§ Reading passage:
########################################
# I LOVE NISSAN



## jmcguire (Sep 16, 2004)

I blew a engine in my 1984 300ZX turbo last fall.I've owned various 280's and 300's previously and know the engines are bullet proof.I now believe the guy I purchased the car off of two summers ago probably was more of a talker than a doer and negleced basic maintenance.The car was in excellent contion overall.Anyway,I had buddies garage install a used motor.We ran the VIN number and discovered that the injector update was never done.Called Nissan, gave them some info., got a call yesterday that they will put new injectors, etc. in the motor.Fantasic, can you beat that.Now if I could only get GM to repaint my wife's two year old paint peeling Pontiac..............................


----------



## Zen31ZR (Mar 24, 2004)

With all of GMs problems lately, I doubt it. I imagine the BIG 3 will complain to the government at some point and try to make imports even harder for us to own........ They already duty the heck out of them, most cost about 1 1/2 times what they should.


----------



## jmcguire (Sep 16, 2004)

Car got done on Tuesday.Runs like new.Woke it right up.Jamie


----------



## siamiam (Feb 10, 2005)

took the dealer up here more than 3 months for them to put my new injectors in my car.


----------
########################################
§ Recorded data:

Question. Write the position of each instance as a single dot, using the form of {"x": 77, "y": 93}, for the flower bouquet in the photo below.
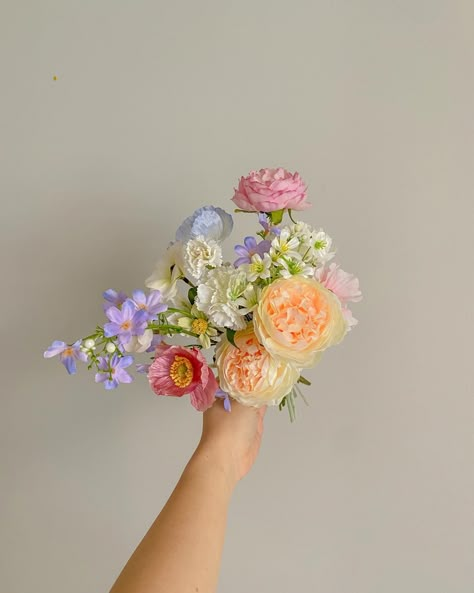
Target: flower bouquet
{"x": 260, "y": 320}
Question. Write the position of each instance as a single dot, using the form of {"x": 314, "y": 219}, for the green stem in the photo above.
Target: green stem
{"x": 175, "y": 328}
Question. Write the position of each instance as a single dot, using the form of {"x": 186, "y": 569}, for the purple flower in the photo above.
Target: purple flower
{"x": 267, "y": 226}
{"x": 152, "y": 303}
{"x": 114, "y": 298}
{"x": 125, "y": 322}
{"x": 225, "y": 396}
{"x": 68, "y": 354}
{"x": 113, "y": 371}
{"x": 249, "y": 248}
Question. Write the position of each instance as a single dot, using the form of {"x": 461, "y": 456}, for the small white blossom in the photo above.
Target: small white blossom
########################################
In the Nissan forum thread, what did running the VIN number reveal about the replacement engine?

§ Solution: The injector update had never been done.